### Arbeitsaufträge
a: Prüfe für jede der Aussagen (i) bis (iii), ob sie mit dem Quellenauszug übereinstimmt, und belege jedes Ja oder Nein mit dem entscheidenden Wortlaut als wörtlichem Zitat. (i) Die nächste Stadt ist vom Tatort aus mit dem Boot in zwei Stunden flussabwärts erreichbar. (ii) Die Angreifer kannten die Identität des Mannes mit den blauen Augen. (iii) Der Journalist lebte seit 2007 in Brasilien.
b: Setze den Quellenauszug über den Doppelmord am Rio Itaquaí im Anschluss an seinen letzten Satz fort.

### Quellenauszug

********************

Im Juni verschwanden der britische Journalist Dom Phillips und der brasilianische Forscher Bruno Pereira in einer der abgelegensten Regionen Brasiliens. Sie wurden ermordet, es war ein Verbrechen mit Ankündigung. Eine Geschichte über die Umweltmafia in Amazonien, die letzten isolierten Völker der Welt und einen bedrohten Fisch.
Ein gelbes Absperrband flattert am Ufer des Rio Itaquaí. «Bundespolizei – Nicht betreten», steht in Portugiesisch darauf. Die Aufforderung wirkt seltsam hier, mitten im Dschungel. Der Wald brütet in der Mittagshitze, nur das Krächzen einiger Papageien und das Summen der Insekten ist zu hören. Warm und braun mäandert der Itaquaí vor sich hin, das nächste Städtchen liegt zwei Bootsstunden flussabwärts, es heißt Atalaia do Norte. Auf dem Weg dorthin kommt man an drei winzigen Fischergemeinden vorbei, Straßen gibt es keine. Brasilien grenzt hier an Peru und Kolumbien, die Region ist eine der abgelegensten Ecken Südamerikas.
Hinter dem Absperrband ist die Ufervegetation leicht aufgebrochen, Büsche wurden zur Seite gebogen, Äste geknickt. Es ist die Stelle, an der vor drei Monaten ein Verbrechen geschah, das um die Welt ging. Zwei Männer verschwanden, sie wurden erschossen, wie man heute weiß, ihre Körper verbrannt, zerstückelt und tief im Dschungel vergraben.
Das Boot der beiden raste hier am Morgen des 5. Juni ins Ufer. Der Mann am Steuer hatte, von einer Kugel in den Rücken getroffen, die Kontrolle verloren. Zwei Angreifer waren von hinten gekommen und wegen des Motorenlärms wohl unbemerkt geblieben. Nun näherten sie sich dem havarierten Boot ihrer Opfer. Darin: der verletzte Steuermann, groß, kräftig, mit Bauch und dunklem Vollbart; und ein schlanker Ausländer mit blauen Augen und ergrauten Haaren, zu Tode erschrocken und mit erhobenen Armen. So haben es später die Mörder ausgesagt. Und dass sie auf diesen Moment gewartet hätten. Zwar hätten sie nicht gewusst, wer der Mann mit den blauen Augen gewesen sei. Aber es war ihnen egal. Der Große sollte sterben, weil er ihre Geschäfte störte. Der Blauäugige hatte Pech.
Es ist nicht unwahrscheinlich, dass der Doppelmord nie aufgeklärt worden wäre, wenn der Mann mit den blauen Augen nicht der englische Journalist Dominic Marc Phillips gewesen wäre. Er lebte seit 2007 in Brasilien und galt als einer der erfahrensten Korrespondenten im Land, hatte etwa für die «Washington Post», die britische «The Times» und zuletzt für «The Guardian» gearbeitet.

********************

### Datenauszüge
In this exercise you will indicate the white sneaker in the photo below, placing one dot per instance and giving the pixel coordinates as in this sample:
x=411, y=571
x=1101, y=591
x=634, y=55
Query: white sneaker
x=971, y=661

********************

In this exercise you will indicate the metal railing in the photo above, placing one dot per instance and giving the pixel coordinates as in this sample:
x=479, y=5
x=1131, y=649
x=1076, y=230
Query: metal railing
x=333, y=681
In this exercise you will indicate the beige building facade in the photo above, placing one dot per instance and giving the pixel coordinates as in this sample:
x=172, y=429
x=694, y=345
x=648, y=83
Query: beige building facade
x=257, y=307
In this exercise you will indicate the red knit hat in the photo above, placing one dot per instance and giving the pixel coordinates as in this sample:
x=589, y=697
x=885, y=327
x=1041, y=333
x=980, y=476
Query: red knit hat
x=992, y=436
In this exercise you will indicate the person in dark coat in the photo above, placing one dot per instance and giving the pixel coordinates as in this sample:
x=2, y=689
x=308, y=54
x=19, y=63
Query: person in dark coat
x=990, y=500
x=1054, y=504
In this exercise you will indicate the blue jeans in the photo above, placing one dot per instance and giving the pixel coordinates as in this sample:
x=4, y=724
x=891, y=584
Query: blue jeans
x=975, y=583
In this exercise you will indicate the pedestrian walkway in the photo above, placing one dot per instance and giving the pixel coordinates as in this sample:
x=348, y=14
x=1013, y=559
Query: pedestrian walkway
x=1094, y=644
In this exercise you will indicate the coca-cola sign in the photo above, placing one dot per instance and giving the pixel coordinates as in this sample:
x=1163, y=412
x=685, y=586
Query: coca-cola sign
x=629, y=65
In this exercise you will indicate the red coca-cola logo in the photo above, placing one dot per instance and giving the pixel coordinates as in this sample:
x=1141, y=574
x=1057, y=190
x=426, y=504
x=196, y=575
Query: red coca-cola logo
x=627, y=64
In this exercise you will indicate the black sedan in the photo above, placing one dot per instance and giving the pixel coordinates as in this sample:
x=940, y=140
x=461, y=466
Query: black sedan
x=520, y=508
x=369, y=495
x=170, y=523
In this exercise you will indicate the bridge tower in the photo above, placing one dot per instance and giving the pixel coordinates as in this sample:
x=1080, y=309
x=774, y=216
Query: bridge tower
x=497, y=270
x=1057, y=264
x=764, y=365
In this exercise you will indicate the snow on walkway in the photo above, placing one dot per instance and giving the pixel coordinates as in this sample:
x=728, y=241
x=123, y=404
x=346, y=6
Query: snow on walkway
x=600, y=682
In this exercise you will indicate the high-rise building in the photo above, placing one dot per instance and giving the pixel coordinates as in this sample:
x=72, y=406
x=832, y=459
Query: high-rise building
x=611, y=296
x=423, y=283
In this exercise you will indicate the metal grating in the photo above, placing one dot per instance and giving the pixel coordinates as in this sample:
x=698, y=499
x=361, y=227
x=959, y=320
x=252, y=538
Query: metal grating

********************

### Antworten
a:
(i) Ja: „das nächste Städtchen liegt zwei Bootsstunden flussabwärts“
(ii) Nein: „Zwar hätten sie nicht gewusst, wer der Mann mit den blauen Augen gewesen sei.“
(iii) Ja: „Er lebte seit 2007 in Brasilien“

b:
Die besondere Leidenschaft des 57-Jährigen galt dem Amazonas, der mit zunehmendem Tempo zerstört wird, seit Jair Bolsonaro Brasiliens Präsident ist. Seine Regierung hat den Umwelt- und Indigenenschutz zurückgefahren und die Umweltsünder immer wieder ermutigt. Wie folgerichtig wurden seit Bolsonaros Amtsantritt 2019 neue Rekordflächen an Wald vernichtet. Es geht um Holz sowie Land für Rinderweiden, Sojafelder, Minen und die Spekulation.
Dom Phillips traf einmal auf Bolsonaro. Bei einem Pressefrühstück 2019 fragte er den Präsident nach der Abholzung. Verärgert antwortete Bolsonaro: «Als erstes musst du begreifen, dass Amazonien Brasilien gehört und nicht euch.»
Zuletzt reiste Phillips häufig in den Amazonas, um für ein Buch über Strategien zum Schutz des Waldes zu recherchieren. Aber von alldem wussten seine Mörder nichts. Es war in gewisser Weise ihr Pech.
Es war der internationale Druck nach Phillips’ Verschwinden, der zum schnellen Handeln des brasilianischen Staats führte. Er schickte die Armee, die Marine und die Bundespolizei in die Gemeindehauptstadt Atalia do Norte. Dass ohne Phillips niemals ein solcher Aufwand betrieben und die Tat bis heute nicht aufgeklärt worden wäre, ist eine Einschätzung, die man hier häufig hört.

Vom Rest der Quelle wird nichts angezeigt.